• _WHAT THE EXERCISE ASKS_
Repeat the records exactly. Every line must match.

• _DATA EXTRACT_
____
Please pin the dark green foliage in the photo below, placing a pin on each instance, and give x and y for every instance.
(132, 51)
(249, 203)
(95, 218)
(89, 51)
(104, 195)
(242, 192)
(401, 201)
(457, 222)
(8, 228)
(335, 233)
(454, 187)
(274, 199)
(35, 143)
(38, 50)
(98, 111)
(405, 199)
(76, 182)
____
• _THE RESULT_
Please pin the dark green foliage in the photo below, placing a pin on each instance, and give x and y for every instance.
(132, 51)
(249, 203)
(95, 218)
(89, 51)
(104, 195)
(242, 192)
(401, 201)
(457, 222)
(8, 228)
(335, 233)
(454, 187)
(274, 199)
(35, 143)
(38, 50)
(98, 111)
(405, 199)
(76, 182)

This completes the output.